Report every line in the entries below that contains the string "concrete", matching its case exactly.

## start MATERIAL SUPPLIED

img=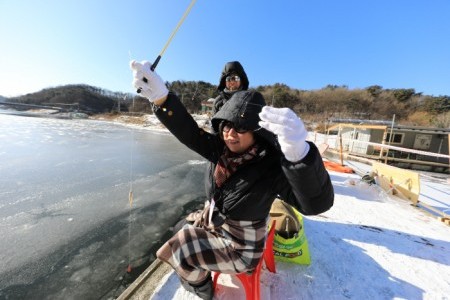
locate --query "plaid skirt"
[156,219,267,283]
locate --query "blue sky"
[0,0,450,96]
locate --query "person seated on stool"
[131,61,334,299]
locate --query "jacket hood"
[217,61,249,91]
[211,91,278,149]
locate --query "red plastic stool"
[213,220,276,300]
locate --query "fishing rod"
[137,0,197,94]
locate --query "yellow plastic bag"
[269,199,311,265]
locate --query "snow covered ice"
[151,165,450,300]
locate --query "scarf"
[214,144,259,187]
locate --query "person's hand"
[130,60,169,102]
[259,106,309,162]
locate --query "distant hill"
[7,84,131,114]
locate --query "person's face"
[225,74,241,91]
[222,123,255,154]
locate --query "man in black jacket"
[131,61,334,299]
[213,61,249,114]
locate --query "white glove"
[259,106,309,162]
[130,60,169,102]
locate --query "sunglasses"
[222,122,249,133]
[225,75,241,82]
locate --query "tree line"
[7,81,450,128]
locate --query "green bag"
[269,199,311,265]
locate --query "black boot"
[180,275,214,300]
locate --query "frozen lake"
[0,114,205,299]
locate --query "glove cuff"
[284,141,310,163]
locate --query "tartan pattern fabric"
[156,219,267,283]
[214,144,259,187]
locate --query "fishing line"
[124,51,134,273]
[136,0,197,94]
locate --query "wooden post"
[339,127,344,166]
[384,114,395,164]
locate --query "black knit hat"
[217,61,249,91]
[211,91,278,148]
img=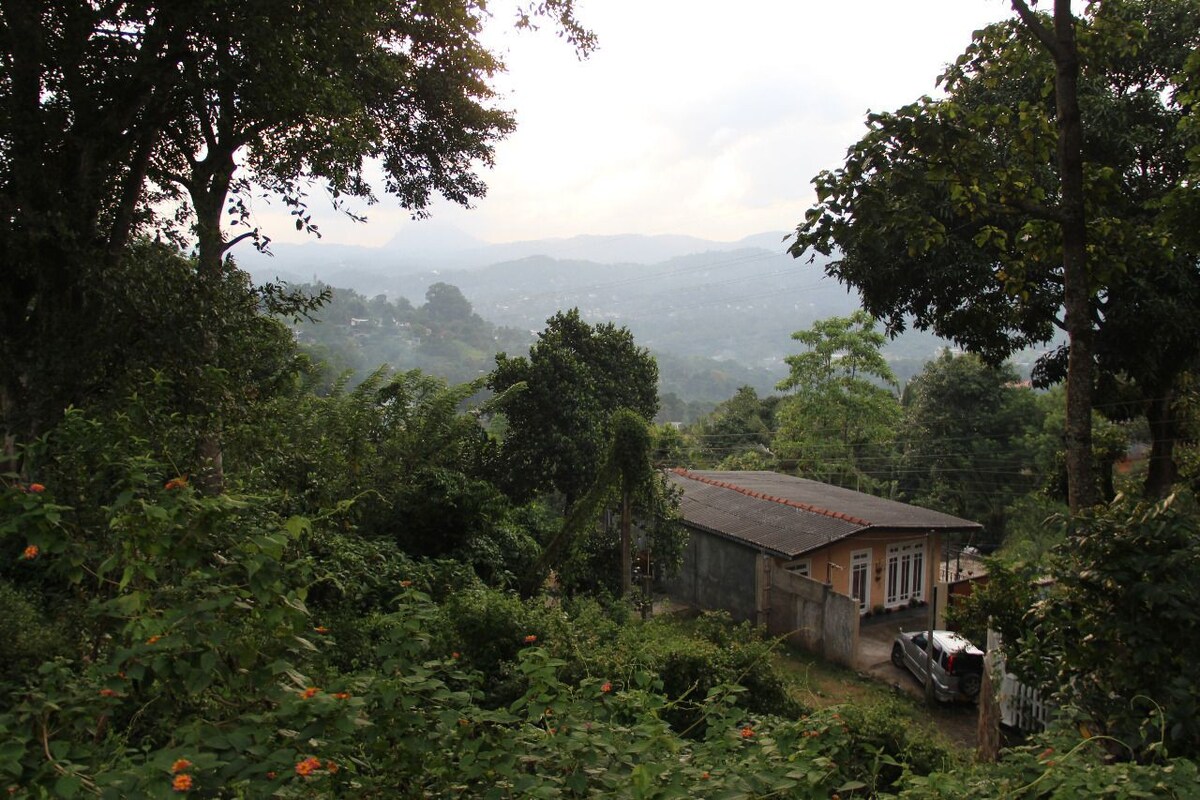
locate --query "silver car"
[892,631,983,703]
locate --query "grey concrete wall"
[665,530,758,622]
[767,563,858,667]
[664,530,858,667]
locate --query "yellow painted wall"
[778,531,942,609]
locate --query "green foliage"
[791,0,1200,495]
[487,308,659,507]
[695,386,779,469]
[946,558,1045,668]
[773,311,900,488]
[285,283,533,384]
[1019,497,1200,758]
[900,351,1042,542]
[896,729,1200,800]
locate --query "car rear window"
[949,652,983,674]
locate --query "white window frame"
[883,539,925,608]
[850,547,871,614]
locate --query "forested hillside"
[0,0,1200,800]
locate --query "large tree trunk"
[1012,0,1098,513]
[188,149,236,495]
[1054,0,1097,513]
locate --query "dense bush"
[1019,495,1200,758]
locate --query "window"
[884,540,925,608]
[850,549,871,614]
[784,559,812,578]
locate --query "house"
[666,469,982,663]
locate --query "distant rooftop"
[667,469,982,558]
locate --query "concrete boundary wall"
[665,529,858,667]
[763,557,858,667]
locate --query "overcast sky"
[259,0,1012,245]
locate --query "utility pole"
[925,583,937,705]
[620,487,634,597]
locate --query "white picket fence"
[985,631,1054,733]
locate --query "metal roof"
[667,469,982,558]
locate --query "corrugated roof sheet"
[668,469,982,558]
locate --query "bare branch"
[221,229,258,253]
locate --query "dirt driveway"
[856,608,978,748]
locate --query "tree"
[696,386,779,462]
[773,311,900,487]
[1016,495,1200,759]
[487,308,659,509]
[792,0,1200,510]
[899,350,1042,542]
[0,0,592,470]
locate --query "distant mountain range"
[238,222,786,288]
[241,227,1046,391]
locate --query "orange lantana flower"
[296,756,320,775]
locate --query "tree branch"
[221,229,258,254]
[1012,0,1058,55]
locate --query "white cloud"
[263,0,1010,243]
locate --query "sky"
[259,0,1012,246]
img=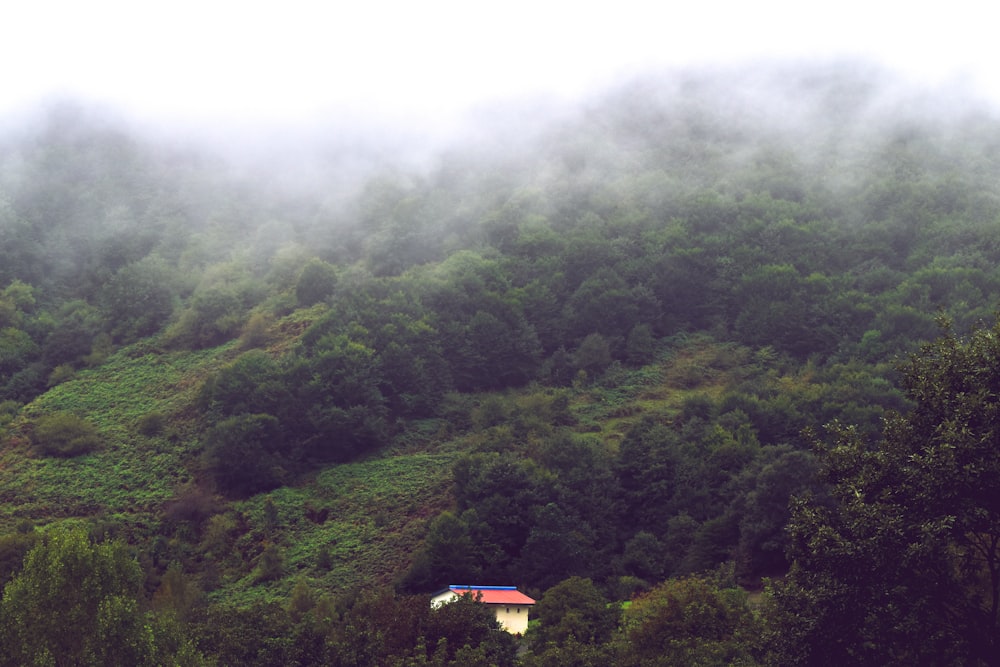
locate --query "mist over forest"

## end MATERIAL SUPPLIED
## start MATERIAL SUPPLIED

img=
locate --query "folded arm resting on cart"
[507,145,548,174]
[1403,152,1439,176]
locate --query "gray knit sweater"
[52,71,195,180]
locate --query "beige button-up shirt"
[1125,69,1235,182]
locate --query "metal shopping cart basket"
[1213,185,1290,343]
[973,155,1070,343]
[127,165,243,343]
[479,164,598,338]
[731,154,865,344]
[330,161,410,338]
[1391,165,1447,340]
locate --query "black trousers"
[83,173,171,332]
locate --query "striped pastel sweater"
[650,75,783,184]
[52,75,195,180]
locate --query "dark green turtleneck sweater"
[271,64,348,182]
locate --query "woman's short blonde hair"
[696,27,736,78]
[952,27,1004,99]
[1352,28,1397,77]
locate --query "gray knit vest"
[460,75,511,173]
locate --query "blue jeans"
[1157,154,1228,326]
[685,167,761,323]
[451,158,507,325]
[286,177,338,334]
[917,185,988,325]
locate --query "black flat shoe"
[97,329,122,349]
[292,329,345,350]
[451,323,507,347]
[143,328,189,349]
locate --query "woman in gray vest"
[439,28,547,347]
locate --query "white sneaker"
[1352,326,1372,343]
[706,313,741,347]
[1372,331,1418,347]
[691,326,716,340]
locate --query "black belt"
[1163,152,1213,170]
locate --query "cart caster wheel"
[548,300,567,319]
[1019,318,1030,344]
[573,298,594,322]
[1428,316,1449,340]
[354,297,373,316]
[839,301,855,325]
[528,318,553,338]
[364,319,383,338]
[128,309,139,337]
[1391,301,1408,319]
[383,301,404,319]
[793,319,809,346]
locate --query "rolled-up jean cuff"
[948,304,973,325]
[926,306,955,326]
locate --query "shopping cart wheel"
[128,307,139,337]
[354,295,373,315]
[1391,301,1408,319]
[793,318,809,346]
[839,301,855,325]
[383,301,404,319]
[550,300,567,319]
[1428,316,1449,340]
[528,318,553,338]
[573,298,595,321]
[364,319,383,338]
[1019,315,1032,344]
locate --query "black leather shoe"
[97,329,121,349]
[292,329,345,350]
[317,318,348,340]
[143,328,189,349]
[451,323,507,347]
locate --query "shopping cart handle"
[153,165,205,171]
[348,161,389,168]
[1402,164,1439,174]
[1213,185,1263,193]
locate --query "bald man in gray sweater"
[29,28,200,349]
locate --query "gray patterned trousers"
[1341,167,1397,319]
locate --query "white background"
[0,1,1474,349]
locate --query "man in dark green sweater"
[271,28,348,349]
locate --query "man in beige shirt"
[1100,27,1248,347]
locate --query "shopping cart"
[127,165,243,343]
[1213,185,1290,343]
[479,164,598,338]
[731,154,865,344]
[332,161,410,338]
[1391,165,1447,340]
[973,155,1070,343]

## end MATERIAL SUPPLIED

_RESULT OF THIS TASK:_
locate --query "grey concrete wall"
locate --query "concrete boundary wall"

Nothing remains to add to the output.